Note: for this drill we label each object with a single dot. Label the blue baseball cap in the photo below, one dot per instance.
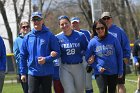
(75, 19)
(36, 14)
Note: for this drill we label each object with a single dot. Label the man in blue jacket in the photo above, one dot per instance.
(39, 48)
(2, 63)
(120, 34)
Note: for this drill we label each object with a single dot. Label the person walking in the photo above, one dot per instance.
(75, 24)
(2, 63)
(24, 29)
(58, 88)
(136, 57)
(120, 34)
(72, 45)
(107, 62)
(39, 48)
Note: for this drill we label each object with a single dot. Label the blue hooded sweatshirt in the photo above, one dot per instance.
(72, 47)
(108, 54)
(2, 55)
(36, 44)
(123, 39)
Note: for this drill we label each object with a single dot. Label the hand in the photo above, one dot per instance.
(137, 64)
(102, 70)
(120, 76)
(126, 60)
(53, 53)
(91, 59)
(41, 60)
(23, 78)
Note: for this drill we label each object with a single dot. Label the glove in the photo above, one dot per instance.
(88, 68)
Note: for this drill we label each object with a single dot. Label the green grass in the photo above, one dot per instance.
(16, 87)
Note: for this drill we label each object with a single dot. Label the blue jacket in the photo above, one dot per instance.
(16, 49)
(35, 44)
(87, 33)
(136, 51)
(123, 39)
(108, 54)
(72, 46)
(2, 55)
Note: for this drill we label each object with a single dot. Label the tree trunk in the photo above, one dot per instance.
(9, 32)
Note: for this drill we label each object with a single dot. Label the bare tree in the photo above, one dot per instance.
(86, 9)
(18, 16)
(133, 22)
(9, 31)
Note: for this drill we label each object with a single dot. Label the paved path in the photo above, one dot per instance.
(15, 81)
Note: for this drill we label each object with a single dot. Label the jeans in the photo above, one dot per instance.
(34, 83)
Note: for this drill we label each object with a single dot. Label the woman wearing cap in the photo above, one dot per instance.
(72, 43)
(24, 29)
(107, 63)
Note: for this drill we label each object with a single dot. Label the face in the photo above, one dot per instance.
(75, 25)
(100, 29)
(108, 20)
(24, 29)
(37, 22)
(64, 25)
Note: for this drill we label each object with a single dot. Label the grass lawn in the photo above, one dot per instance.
(16, 87)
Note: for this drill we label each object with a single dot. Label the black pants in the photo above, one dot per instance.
(34, 83)
(24, 84)
(106, 82)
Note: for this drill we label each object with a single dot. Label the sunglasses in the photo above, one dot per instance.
(25, 27)
(100, 28)
(36, 19)
(63, 17)
(106, 18)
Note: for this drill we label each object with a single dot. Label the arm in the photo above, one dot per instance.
(16, 51)
(55, 49)
(125, 46)
(119, 55)
(23, 57)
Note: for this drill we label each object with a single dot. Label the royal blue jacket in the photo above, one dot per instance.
(108, 54)
(2, 55)
(35, 44)
(16, 50)
(86, 32)
(123, 39)
(72, 46)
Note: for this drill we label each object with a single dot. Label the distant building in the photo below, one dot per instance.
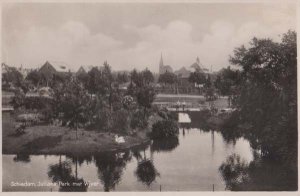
(164, 68)
(81, 70)
(50, 70)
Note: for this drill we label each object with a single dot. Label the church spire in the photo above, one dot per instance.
(161, 63)
(198, 61)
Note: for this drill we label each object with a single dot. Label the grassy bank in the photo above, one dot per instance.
(62, 140)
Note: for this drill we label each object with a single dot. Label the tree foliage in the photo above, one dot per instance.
(267, 98)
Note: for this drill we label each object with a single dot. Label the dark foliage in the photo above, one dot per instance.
(164, 129)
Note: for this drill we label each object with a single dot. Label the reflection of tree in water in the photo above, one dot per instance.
(168, 144)
(234, 171)
(22, 158)
(62, 172)
(230, 135)
(261, 174)
(80, 159)
(145, 172)
(110, 168)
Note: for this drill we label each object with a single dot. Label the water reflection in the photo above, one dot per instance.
(196, 160)
(166, 145)
(61, 173)
(22, 158)
(110, 168)
(261, 174)
(146, 172)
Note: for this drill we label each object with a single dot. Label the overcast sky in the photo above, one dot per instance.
(133, 35)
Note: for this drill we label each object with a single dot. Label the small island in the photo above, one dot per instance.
(83, 113)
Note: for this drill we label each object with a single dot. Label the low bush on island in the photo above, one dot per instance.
(164, 129)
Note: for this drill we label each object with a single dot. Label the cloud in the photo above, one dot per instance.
(74, 43)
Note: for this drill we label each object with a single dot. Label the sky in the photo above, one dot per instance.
(134, 35)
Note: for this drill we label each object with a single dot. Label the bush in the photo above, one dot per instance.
(139, 120)
(167, 115)
(102, 120)
(120, 121)
(164, 129)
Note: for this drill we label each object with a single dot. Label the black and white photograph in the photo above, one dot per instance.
(142, 96)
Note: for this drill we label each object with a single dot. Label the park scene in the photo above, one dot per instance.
(161, 125)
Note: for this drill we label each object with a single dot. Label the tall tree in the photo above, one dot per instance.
(268, 95)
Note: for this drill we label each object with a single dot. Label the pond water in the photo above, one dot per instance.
(188, 163)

## WHAT THIS TASK INVOLVES
Nothing but the pictures may be dropped; output the records above exactly.

## FINAL RESULT
Note: for this drill we label each object with a single dot. Label the blue baseball cap in the photo below, one dot per instance.
(75, 19)
(36, 14)
Note: for this drill we label each object with a single dot. Label the man in blue jacket in the photo above, one dot per instance.
(39, 48)
(2, 63)
(120, 34)
Note: for this drill we label each object with a single dot. Label the person walking in the photo above, one dot per instance.
(75, 24)
(2, 63)
(24, 29)
(58, 88)
(136, 57)
(120, 34)
(72, 45)
(107, 62)
(39, 48)
Note: for this drill we label each object with a single dot. Label the blue hooded sweatshirt in the photo above, one dot per instance.
(72, 47)
(108, 54)
(2, 55)
(36, 44)
(123, 39)
Note: for this drill we label each object with a single dot. Label the hand in the photo above, one dot per instance.
(137, 64)
(102, 70)
(120, 76)
(126, 60)
(53, 53)
(91, 59)
(41, 60)
(23, 78)
Note: for this drill we label each object with a single dot. Label the glove in the photo above, one dot per instance.
(88, 68)
Note: for this drill we label each object with a single dot. Label the green grass in the photo above, one dot per instance.
(16, 87)
Note: for this drill we label each object with a single dot. Label the blue jacket in the photo above, one dot per instance.
(16, 49)
(35, 44)
(87, 33)
(136, 51)
(123, 39)
(108, 54)
(72, 46)
(2, 55)
Note: for this drill we label each object with a single dot. Label the tree trunk in the photo above, one dot per instance.
(9, 32)
Note: for this drill we label each object with a single dot. Label the bare tree in the photo above, one dot per instance.
(86, 9)
(18, 16)
(133, 22)
(9, 31)
Note: for this drill we label each object with a single dot. Label the paved path in the photo above, one dot per instance.
(15, 81)
Note: for this drill we label each object with a single dot. Label the jeans in the photo above, one dot per instance.
(34, 83)
Note: for this drill we label each object with a single dot. Label the woman wearing cap in the photo above, one dot per instance.
(72, 43)
(24, 29)
(107, 63)
Note: for this drill we label each object with a single dot. Label the face in the photo above, one dot per instance.
(75, 25)
(100, 29)
(108, 20)
(24, 29)
(37, 22)
(64, 25)
Note: for this drill we label each object with a single dot. Label the grass lawn in the photo above, one dot per instance.
(16, 87)
Note: for this drill we label each object with a single dot. Label the black pants in the photo above, one dot per instance.
(34, 83)
(24, 84)
(106, 82)
Note: for this drill we label each object with a single dot. Label the sunglasses in the photo above, one dot per instance.
(25, 27)
(100, 28)
(36, 19)
(63, 17)
(106, 18)
Note: for this drill we label each object with a single dot. Label the arm in the photo above, one dot per instance.
(16, 51)
(55, 49)
(125, 46)
(119, 55)
(23, 57)
Note: for this drill we label each object with a single dot. Label the royal blue jacket in the photo above, one dot per instance.
(108, 54)
(2, 55)
(35, 44)
(16, 50)
(86, 32)
(123, 39)
(72, 46)
Note: for this drill we label each object with a single dot. Label the distant building in the photo below, one dot per instance.
(164, 68)
(81, 70)
(50, 70)
Note: for this drill we label each object with a single dot. Label the church spire in the photo above, one dot per instance.
(161, 63)
(198, 61)
Note: for this drill we label each object with a single dot. Label the grassy bank in the photo above, one dot per instance.
(62, 140)
Note: for this drill we label each object with a single dot. Label the tree foliage in the photo above, one dot per instance.
(267, 98)
Note: for this drill we label each object with a single dot. Label the dark foliage in the photo above, one dot per instance.
(164, 129)
Note: for this drill we label each object with a single dot. Label the reflection of tree in water in the photo above, one dot per instance.
(168, 144)
(234, 171)
(22, 158)
(62, 172)
(230, 135)
(261, 174)
(80, 159)
(145, 172)
(110, 168)
Note: for this drill we label each object with a single dot. Label the water reflection in the photo above, one dot per instance.
(196, 160)
(166, 145)
(61, 173)
(22, 158)
(110, 168)
(261, 174)
(146, 172)
Note: for this drill we label each object with a single dot. Label the overcast sky in the photo above, one dot per instance.
(133, 35)
Note: for this drill we label each object with a single dot. Label the small island in the photo above, one dot per instance.
(83, 113)
Note: for this drill we label each object with a single dot. Label the low bush on island in the photo above, one dot per instance.
(164, 129)
Note: for this drill we label each object with a single dot. Label the cloud in the photo above, one dot per instance.
(74, 43)
Note: for this drill we label each object with a single dot. Label the sky in the photo above, one dot per instance.
(134, 35)
Note: for this drill we label each object with a single dot. Label the bush in the photo above, one dot per instance.
(139, 120)
(167, 115)
(102, 120)
(120, 121)
(164, 129)
Note: for this drill we label each object with a single dot. Label the black and white photograph in the photo above, one dot per instance.
(142, 96)
Note: for this drill we label each object with a single dot. Label the park scene in the photo above, one dot per instance.
(161, 125)
Note: for this drill we label each object with a single dot. Label the tall tree in the photo above, one dot per instance.
(268, 95)
Note: for this drill we label each object with a single dot. Label the pond water in the photo above, one dot per instance.
(188, 163)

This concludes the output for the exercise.